__Instructions for the task__.
Rewrite only the part of the records that opens with the line containing "of the distant" and continues through the end of the records. Copy every line in it, and decrease each point coordinate by 146.

═══ Data records

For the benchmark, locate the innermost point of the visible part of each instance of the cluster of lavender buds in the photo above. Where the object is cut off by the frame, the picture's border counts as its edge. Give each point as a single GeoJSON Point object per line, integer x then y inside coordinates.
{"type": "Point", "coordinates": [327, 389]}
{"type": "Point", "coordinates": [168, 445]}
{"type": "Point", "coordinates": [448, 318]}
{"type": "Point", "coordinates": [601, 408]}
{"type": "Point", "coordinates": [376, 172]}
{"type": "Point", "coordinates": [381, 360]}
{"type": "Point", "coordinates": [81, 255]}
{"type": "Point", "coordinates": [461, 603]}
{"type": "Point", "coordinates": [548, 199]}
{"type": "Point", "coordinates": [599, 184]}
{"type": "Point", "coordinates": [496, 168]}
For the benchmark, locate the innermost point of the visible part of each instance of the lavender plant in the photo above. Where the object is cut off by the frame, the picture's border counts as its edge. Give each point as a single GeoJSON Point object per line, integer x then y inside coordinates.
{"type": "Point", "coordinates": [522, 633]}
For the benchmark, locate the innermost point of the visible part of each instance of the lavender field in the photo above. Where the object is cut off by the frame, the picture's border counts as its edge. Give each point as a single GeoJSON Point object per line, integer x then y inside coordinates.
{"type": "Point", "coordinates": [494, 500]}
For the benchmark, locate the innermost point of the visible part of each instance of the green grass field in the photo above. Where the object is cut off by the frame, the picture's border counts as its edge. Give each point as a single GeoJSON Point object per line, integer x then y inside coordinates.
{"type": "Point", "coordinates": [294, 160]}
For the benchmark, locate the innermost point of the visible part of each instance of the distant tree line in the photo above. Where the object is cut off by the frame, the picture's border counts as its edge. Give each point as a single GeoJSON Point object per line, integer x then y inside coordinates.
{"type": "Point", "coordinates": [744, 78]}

══════

__Solution to this problem__.
For the benchmark, locate the innermost point of the visible part of each instance of the distant tree line in the photo above. Where the object is cut off by the frame, the picture's border counts as its edge. Give each point as a single GeoJSON Point object per line, integer x then y inside coordinates.
{"type": "Point", "coordinates": [598, -68]}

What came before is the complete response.